Consigne 1
Reproduisez le passage du journal en ligne qui commence par les mots « Bon, ce soir » et se termine par « désormais hors service. ».
Consigne 2
Poursuivez le journal en ligne à partir de l'endroit où il s'arrête.

::: Page

Et ça me donne envie
d'aller farfouiller dans les photos anciennes de mes grands parents et de mes
parents, dans mes propres photos aussi, de chercher à traquer sur certaines
d'entre elles ce qui y est peut-être et que le plus souvent on ne cherche
pas même à voir.
03/02/2003
: Inscription:(15)
Bon, ce soir
je m'inscris à la CEV
Je voulais le faire
hier mais nous sommes rentrés un peu tard et puis j'ai terminé mon
texte sur le voile noir, j'ai fait ça lentement, avec difficulté,
cela ne venait pas.
Il n'y a aura guère qu'un
mois que j'ai décidé de me lancer dans le diarisme en ligne !!!
C'est
tout moi ça, ces hésitations, ces délais, ces remises au
lendemain !
Cela fait au moins deux ans que j'ai mis le nez dans le monde du
diarisme, que j'ai découvert à partir du site de Michèle
Senay, " l'Intimiste ", désormais hors service.

::::::
::: Enregistrements

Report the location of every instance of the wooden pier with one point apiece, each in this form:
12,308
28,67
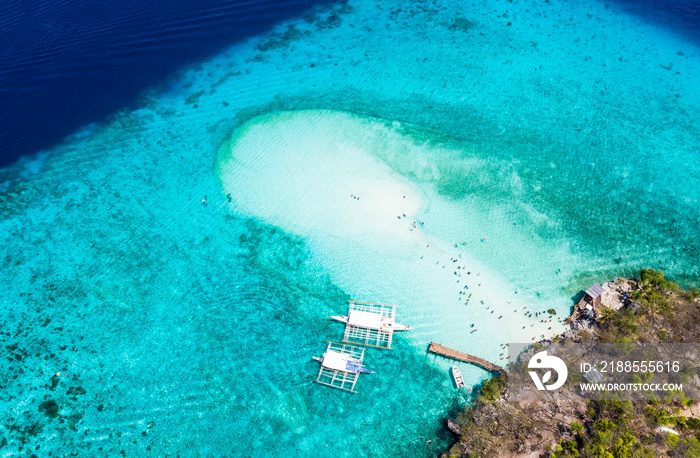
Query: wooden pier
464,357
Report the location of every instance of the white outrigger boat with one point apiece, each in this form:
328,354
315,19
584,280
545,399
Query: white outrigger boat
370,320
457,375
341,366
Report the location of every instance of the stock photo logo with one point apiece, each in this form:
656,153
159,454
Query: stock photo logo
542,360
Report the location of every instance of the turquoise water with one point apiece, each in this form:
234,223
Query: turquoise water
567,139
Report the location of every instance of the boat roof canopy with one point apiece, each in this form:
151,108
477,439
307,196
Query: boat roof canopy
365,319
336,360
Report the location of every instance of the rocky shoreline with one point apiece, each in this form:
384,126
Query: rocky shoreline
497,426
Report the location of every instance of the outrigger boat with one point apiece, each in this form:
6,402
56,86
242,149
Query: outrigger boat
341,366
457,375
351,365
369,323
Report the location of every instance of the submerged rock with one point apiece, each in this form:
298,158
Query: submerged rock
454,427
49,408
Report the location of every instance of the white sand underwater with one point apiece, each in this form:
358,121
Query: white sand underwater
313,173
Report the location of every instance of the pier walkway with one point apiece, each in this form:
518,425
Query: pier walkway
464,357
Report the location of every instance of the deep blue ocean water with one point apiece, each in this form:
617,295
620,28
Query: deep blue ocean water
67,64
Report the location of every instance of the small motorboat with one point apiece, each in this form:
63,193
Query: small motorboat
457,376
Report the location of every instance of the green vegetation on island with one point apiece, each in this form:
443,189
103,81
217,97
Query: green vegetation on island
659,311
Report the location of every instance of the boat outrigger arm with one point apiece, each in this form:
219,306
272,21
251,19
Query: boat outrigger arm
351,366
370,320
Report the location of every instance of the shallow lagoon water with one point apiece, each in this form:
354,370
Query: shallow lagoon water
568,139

::::::
::: Enregistrements

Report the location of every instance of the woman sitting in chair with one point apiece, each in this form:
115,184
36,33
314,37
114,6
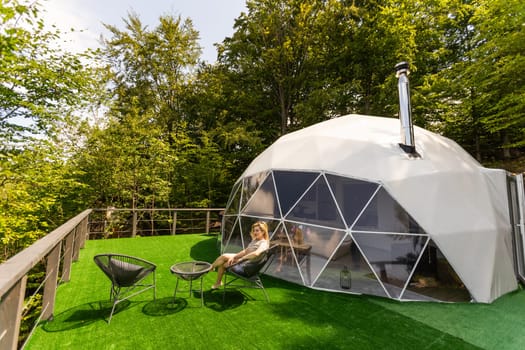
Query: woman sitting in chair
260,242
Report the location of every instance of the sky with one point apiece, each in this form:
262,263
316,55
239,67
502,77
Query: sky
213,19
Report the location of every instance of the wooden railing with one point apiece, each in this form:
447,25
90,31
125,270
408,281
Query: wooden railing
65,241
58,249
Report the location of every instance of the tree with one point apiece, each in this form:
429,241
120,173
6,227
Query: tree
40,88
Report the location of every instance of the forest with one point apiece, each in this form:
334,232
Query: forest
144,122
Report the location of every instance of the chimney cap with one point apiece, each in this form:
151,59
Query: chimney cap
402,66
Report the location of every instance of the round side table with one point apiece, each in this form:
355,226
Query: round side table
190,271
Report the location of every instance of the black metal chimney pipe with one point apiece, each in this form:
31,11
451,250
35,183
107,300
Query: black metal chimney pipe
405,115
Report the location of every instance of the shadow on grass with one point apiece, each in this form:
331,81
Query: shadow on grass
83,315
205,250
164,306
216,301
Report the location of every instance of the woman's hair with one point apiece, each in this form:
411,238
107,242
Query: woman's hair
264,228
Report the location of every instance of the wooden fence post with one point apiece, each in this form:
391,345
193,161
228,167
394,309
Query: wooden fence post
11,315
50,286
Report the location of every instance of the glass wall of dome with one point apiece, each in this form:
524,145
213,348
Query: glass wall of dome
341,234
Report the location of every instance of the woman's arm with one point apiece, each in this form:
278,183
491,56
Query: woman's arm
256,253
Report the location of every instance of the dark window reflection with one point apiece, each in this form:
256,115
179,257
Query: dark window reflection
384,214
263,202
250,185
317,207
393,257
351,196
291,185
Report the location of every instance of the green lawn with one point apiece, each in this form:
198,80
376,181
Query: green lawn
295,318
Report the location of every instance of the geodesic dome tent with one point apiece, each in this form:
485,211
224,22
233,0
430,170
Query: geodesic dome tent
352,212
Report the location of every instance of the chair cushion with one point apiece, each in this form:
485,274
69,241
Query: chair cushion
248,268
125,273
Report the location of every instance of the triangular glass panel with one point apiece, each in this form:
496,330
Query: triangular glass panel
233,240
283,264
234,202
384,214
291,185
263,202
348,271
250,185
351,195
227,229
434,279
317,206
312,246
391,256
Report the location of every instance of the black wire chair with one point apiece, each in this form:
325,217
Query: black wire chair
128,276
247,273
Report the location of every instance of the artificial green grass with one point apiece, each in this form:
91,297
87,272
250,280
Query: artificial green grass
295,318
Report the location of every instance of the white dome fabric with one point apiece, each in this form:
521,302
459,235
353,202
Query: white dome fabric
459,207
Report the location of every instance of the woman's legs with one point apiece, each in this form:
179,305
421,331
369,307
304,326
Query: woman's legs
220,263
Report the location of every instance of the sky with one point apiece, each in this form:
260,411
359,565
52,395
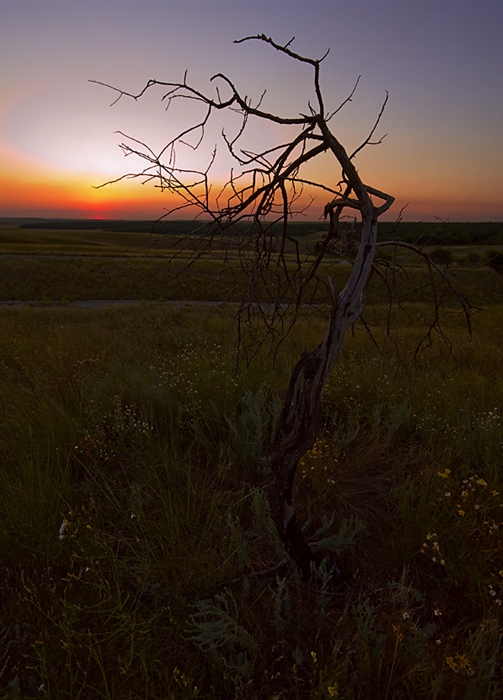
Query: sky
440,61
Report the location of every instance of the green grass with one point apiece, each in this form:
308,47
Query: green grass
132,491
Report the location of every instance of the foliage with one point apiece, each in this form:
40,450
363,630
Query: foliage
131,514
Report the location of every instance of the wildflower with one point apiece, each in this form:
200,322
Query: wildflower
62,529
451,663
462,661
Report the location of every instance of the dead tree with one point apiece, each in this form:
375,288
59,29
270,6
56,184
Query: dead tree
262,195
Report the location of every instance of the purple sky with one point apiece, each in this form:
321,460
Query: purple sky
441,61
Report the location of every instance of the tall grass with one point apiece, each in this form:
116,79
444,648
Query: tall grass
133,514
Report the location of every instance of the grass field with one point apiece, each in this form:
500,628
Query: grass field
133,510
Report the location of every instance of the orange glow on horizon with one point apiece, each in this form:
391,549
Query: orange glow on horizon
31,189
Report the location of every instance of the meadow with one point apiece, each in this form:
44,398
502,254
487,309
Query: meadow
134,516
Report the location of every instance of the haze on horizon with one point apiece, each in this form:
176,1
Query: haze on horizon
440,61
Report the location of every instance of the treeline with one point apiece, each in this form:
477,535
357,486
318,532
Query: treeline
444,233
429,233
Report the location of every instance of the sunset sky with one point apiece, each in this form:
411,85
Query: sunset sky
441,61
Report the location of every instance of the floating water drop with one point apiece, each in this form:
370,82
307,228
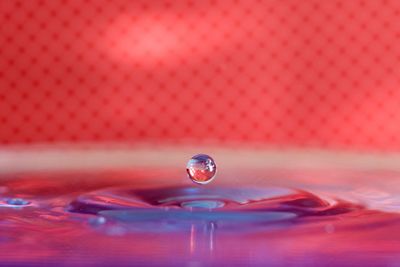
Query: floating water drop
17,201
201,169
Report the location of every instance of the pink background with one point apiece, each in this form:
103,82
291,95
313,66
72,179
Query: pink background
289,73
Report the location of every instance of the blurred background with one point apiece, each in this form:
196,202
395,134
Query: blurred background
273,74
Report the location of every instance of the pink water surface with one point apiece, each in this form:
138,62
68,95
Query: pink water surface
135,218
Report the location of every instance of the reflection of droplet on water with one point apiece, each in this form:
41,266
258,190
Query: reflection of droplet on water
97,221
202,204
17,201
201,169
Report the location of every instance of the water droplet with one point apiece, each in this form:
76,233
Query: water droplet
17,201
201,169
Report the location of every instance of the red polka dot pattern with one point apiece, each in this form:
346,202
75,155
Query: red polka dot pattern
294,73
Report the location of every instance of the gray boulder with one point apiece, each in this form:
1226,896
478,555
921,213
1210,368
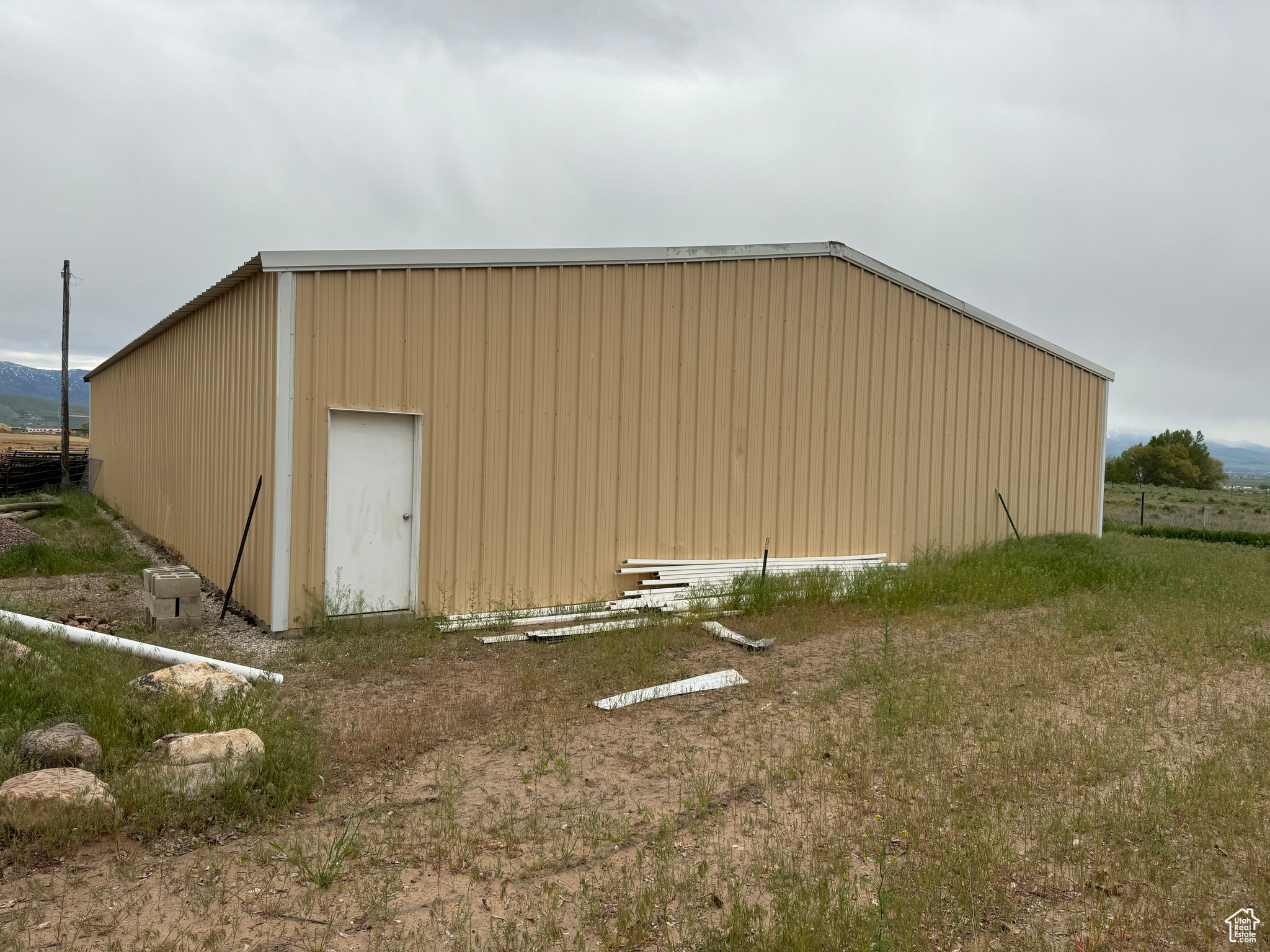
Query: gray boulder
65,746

::::::

Réponse attendue 1
Bon, ce soir
je m'inscris à la CEV
Je voulais le faire
hier mais nous sommes rentrés un peu tard et puis j'ai terminé mon
texte sur le voile noir, j'ai fait ça lentement, avec difficulté,
cela ne venait pas.
Il n'y a aura guère qu'un
mois que j'ai décidé de me lancer dans le diarisme en ligne !!!
C'est
tout moi ça, ces hésitations, ces délais, ces remises au
lendemain !
Cela fait au moins deux ans que j'ai mis le nez dans le monde du
diarisme, que j'ai découvert à partir du site de Michèle
Senay, " l'Intimiste ", désormais hors service.

Réponse attendue 2
Tout de suite
je me suis dit que cette forme d'expression était sans doute bien adaptée
pour moi.
J'ai observé quelques diaristes canadiens puis français,
me tâtant toujours, avançant puis reculant au fil des mois.
Je
me suis décidé enfin cet automne, j'ai commencé à
me préoccuper de l'aspect technique, à m'intéresser aux logiciels
utilisables, j'ai essayé de construire laborieusement mes premières
pages
Le 1° janvier j'ai abandonné
mon journal traditionnel et j'ai commencé à basculer désormais
mes textes dans " les Echos de Valclair ".
J'ai testé cette
nouvelle forme d'écriture d'abord sur mon ordinateur, en local.
Le 20
janvier j'ai mis enfin mon site sur un serveur distant. Et, presque incrédule,
j'ai été vérifier depuis un ordinateur du bureau, que tout
était bien là, accessible pour tous, accessible de partout, dans
cet océan du web. Oui, c'était bien là
Et puis je
me suis manifesté, j'ai adressé des commentaires, des encouragements
à quelques-uns de mes diaristes favoris
Bref,
petit à petit mon être virtuel sort des limbes, commence tout doucement
à exister pour les autres.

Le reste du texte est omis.